Location identification lines
######
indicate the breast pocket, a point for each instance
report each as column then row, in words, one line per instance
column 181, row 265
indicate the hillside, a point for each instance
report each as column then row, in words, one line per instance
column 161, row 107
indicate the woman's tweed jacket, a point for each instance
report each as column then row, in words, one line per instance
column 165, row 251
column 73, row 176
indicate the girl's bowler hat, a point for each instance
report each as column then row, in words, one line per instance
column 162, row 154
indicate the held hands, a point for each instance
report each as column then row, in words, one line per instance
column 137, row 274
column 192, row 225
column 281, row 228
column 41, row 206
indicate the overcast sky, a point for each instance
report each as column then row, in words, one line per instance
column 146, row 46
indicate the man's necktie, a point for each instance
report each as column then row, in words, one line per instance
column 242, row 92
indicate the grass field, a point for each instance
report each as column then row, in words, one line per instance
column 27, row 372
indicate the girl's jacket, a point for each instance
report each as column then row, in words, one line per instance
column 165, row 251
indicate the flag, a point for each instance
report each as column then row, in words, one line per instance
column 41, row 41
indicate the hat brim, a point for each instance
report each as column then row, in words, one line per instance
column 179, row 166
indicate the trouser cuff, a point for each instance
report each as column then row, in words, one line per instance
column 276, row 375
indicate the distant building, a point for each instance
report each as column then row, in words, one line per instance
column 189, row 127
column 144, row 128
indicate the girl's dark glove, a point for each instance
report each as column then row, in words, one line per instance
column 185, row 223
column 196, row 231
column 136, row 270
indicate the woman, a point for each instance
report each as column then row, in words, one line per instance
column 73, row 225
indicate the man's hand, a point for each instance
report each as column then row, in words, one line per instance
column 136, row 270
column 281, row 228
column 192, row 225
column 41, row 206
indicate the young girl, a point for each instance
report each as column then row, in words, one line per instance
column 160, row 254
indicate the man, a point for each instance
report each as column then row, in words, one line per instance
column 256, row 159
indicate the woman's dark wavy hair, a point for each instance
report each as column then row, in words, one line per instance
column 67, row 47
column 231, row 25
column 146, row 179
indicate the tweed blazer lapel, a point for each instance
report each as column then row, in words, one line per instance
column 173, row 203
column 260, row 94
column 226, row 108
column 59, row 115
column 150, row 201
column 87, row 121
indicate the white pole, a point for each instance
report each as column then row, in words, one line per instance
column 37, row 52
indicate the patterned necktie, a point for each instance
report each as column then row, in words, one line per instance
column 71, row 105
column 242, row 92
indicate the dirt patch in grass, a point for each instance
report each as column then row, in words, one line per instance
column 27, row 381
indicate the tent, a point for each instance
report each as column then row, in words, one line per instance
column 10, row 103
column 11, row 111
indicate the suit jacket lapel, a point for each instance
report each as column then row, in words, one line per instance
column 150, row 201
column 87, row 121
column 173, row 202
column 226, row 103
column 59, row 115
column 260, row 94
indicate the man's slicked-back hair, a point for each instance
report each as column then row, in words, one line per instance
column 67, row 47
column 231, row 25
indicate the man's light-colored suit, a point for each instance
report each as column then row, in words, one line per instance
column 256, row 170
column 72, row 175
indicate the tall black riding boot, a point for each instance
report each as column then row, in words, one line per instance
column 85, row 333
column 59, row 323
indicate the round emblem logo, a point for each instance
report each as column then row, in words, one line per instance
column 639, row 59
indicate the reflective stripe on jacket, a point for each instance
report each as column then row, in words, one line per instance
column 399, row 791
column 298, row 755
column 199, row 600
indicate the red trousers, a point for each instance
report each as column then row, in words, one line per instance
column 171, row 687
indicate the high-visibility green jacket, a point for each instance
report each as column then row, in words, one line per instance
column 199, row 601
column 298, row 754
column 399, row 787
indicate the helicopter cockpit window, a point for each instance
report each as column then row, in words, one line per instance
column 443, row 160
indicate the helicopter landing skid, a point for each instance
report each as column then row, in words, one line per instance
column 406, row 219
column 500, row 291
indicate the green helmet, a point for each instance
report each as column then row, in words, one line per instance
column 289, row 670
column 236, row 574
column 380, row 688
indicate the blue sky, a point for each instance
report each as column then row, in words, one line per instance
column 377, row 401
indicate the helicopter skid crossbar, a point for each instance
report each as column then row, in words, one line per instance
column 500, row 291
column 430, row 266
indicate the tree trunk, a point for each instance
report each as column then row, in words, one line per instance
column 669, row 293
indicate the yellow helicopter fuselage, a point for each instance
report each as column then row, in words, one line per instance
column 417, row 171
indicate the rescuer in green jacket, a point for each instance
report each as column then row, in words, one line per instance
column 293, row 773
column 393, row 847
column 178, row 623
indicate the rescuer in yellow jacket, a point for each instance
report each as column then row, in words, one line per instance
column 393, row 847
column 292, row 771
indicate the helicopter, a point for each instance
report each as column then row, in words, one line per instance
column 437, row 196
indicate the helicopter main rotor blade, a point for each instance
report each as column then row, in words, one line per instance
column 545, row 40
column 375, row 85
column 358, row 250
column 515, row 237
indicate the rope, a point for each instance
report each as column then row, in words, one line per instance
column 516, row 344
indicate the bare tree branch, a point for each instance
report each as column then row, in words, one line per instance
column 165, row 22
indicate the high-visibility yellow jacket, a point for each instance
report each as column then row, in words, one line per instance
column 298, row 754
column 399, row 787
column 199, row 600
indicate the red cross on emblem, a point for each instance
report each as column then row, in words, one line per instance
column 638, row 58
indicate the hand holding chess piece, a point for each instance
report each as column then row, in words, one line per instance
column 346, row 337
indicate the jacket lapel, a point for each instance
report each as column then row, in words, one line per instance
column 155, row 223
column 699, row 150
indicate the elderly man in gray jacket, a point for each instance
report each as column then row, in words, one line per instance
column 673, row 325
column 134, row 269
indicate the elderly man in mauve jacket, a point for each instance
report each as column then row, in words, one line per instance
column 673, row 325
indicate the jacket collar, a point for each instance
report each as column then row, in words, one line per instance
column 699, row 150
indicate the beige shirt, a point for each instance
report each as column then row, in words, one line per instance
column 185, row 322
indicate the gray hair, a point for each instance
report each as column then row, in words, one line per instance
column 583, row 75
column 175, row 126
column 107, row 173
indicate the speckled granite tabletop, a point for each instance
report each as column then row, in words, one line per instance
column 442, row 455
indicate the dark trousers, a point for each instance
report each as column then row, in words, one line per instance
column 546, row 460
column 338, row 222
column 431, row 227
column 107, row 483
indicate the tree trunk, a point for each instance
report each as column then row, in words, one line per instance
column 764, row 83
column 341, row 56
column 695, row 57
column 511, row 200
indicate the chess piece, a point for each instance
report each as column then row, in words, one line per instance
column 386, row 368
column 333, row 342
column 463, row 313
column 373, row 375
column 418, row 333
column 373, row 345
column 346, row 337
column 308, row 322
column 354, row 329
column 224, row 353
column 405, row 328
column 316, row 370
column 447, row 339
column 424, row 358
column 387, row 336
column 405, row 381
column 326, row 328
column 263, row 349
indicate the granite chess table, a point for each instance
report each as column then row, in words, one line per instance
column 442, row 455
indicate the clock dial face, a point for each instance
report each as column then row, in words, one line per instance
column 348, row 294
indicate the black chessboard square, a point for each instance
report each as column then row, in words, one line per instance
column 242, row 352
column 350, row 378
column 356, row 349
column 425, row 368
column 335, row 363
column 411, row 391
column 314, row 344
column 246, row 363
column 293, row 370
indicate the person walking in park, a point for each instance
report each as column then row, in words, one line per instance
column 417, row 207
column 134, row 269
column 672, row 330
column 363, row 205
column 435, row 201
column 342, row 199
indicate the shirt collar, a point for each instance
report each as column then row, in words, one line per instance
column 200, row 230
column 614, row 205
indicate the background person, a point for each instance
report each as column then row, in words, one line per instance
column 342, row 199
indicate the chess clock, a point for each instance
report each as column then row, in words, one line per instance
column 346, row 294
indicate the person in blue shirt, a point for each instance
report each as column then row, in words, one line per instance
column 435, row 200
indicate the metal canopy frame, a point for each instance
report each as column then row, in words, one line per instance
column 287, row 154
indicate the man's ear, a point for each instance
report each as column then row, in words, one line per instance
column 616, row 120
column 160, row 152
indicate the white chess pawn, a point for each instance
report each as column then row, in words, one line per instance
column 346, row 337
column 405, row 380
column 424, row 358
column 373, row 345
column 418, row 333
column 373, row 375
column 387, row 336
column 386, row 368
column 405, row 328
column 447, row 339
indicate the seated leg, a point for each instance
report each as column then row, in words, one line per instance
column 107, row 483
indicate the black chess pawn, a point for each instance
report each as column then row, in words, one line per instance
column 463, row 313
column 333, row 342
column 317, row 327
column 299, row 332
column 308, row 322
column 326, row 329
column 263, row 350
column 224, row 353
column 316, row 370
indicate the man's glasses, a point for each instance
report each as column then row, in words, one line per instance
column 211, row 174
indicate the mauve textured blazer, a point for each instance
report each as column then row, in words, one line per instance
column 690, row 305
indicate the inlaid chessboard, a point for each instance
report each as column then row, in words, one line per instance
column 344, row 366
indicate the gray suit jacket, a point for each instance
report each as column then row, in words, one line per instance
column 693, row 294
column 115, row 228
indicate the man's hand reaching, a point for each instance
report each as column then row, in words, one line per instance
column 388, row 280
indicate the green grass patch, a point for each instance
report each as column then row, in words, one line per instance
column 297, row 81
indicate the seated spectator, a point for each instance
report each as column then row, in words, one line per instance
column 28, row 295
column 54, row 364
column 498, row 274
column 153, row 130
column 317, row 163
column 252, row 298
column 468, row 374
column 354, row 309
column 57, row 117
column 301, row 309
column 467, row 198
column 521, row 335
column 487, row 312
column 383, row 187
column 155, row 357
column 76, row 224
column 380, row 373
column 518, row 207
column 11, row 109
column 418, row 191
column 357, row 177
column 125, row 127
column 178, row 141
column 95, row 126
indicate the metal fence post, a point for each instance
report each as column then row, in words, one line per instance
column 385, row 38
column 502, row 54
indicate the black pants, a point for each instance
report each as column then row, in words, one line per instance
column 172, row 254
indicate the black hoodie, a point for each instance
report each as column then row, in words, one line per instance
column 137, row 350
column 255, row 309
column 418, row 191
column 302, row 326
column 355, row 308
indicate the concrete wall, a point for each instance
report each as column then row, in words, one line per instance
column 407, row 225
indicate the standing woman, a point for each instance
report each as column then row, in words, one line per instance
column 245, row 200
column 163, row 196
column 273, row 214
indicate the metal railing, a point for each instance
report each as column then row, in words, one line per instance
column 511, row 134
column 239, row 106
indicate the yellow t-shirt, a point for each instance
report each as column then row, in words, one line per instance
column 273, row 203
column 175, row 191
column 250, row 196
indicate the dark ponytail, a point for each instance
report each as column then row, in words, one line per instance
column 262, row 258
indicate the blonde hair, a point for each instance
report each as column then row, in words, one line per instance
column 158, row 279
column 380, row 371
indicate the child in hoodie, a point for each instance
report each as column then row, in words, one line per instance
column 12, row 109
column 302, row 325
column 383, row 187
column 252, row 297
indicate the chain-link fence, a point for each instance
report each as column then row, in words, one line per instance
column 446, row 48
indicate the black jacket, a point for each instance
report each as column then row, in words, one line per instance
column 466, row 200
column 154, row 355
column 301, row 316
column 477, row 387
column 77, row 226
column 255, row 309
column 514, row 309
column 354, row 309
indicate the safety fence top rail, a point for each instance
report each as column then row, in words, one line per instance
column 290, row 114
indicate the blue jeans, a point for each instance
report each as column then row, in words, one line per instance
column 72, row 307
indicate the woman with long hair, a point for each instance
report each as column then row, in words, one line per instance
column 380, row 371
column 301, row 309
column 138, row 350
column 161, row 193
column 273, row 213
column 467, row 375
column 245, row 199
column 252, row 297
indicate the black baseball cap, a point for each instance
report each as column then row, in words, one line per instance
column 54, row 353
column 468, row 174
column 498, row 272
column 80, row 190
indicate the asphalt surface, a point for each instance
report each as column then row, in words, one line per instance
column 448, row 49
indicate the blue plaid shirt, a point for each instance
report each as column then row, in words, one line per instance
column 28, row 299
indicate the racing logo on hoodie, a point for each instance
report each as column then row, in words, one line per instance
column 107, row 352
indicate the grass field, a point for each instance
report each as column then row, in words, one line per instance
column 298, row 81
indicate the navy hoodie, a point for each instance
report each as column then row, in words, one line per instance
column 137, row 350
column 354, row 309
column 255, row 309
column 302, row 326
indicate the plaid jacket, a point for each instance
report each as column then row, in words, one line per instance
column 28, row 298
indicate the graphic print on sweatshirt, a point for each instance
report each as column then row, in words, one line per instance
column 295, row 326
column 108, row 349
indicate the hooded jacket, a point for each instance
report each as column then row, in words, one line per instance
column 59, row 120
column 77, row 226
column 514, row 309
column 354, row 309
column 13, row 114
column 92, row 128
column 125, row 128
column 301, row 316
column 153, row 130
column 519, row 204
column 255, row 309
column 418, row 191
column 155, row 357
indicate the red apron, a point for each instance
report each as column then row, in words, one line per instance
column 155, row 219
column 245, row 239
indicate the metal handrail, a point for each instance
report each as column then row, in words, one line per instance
######
WRITTEN REQUEST:
Copy out the lines word for word, from the start down to the line containing "column 276, row 375", including both.

TASK RESPONSE:
indicate the breast pocket, a point for each instance
report each as column then row, in words, one line per instance
column 181, row 265
indicate the hillside, a point for each instance
report each as column then row, in words, one line per instance
column 161, row 107
indicate the woman's tweed jacket, a point for each instance
report each as column then row, in words, one line per instance
column 165, row 251
column 73, row 176
indicate the girl's bowler hat, a point for each instance
report each as column then row, in words, one line per instance
column 162, row 154
indicate the held hands, a point for each instance
report each as column then row, in words, one line per instance
column 137, row 274
column 192, row 225
column 281, row 228
column 41, row 206
indicate the overcast sky, a point for each instance
report each as column then row, in words, one line per instance
column 146, row 46
indicate the man's necktie, a point for each instance
report each as column then row, in words, one line per instance
column 242, row 92
indicate the grass field, a point for each instance
report each as column then row, in words, one line per instance
column 27, row 372
indicate the girl's jacket, a point for each instance
report each as column then row, in words, one line per instance
column 165, row 251
indicate the flag, a point for each instance
report each as column then row, in words, one line per instance
column 41, row 41
indicate the hat brim, a point for each instance
report each as column then row, in words, one line per instance
column 179, row 166
indicate the trouser cuff, a point for each instance
report each as column then row, in words, one line per instance
column 276, row 375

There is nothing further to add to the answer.